▸ **WHAT YOU SHOULD DO**
Show each line in the rows below that contains the word "tree".

▸ **SOURCE MATERIAL**
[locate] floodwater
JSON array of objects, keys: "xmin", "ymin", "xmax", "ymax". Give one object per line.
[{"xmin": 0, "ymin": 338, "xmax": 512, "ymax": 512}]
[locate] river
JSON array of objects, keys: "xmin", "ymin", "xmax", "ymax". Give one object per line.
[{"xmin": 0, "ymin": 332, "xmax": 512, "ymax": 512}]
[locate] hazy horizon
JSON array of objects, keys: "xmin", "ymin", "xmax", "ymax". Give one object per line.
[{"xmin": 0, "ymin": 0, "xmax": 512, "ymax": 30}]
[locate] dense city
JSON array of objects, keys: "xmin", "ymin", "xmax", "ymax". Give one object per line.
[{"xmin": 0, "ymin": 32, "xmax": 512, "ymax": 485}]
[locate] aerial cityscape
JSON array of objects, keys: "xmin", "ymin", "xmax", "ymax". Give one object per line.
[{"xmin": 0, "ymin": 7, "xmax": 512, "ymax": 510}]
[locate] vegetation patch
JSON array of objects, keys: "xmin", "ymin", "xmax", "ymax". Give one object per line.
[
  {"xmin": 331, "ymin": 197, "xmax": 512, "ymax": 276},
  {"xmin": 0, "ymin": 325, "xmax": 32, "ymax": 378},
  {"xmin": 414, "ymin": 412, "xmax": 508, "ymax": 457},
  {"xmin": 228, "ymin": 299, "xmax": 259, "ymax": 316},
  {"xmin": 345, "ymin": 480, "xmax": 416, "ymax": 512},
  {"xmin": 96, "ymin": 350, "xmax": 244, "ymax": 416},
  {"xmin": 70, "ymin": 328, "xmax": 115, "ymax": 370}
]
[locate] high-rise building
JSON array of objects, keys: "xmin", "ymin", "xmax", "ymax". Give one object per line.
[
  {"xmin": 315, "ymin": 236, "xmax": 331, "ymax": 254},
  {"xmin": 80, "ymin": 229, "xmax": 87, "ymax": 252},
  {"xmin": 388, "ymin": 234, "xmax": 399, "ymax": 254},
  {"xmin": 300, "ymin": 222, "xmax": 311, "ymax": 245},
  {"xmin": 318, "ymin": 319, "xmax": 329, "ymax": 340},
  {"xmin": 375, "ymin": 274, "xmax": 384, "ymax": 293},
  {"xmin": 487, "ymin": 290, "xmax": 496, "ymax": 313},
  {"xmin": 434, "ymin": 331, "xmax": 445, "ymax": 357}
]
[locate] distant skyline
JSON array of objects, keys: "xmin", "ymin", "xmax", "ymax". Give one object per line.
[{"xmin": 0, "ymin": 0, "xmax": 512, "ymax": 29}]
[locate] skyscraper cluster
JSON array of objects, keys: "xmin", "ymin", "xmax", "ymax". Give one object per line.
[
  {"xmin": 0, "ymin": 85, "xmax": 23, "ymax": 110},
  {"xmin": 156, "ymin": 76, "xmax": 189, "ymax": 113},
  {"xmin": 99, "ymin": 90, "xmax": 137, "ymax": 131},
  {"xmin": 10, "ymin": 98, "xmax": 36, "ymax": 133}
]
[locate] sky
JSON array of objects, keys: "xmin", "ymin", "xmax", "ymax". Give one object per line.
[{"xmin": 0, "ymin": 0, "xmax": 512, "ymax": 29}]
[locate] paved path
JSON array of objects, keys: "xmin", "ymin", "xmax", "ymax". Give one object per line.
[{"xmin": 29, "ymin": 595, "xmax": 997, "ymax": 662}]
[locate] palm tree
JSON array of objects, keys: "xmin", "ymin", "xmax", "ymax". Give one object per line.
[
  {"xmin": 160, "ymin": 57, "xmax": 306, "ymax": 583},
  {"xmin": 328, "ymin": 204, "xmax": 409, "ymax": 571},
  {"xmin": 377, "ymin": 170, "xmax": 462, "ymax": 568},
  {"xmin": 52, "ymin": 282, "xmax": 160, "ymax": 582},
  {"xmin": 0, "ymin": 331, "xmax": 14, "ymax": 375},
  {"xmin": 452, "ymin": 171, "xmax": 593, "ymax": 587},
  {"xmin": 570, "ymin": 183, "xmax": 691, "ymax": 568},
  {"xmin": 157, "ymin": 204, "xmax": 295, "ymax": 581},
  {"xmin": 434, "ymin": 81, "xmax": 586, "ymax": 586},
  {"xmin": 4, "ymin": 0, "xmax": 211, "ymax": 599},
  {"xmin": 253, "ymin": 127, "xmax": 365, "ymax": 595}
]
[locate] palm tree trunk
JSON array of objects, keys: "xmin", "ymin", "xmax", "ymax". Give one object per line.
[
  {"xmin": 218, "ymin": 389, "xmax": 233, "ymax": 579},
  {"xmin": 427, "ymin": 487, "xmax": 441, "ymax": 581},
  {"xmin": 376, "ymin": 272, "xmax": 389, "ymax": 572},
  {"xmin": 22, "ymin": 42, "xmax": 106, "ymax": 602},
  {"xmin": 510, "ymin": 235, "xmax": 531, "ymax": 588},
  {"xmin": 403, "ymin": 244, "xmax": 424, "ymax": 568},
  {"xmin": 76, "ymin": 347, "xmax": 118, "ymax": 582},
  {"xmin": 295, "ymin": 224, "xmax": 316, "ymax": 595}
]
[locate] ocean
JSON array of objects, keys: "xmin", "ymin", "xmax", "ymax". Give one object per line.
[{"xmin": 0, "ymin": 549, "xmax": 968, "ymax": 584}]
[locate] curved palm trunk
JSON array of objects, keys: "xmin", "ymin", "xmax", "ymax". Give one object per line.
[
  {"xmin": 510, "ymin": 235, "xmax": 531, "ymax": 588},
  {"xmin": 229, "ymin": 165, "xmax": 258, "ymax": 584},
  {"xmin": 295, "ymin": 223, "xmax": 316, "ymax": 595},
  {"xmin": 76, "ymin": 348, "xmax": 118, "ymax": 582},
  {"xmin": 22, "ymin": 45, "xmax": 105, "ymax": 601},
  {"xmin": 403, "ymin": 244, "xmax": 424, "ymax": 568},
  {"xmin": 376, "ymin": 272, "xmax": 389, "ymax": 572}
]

▸ **WRITTEN ANSWER**
[locate] palm tree
[locate] palm tree trunk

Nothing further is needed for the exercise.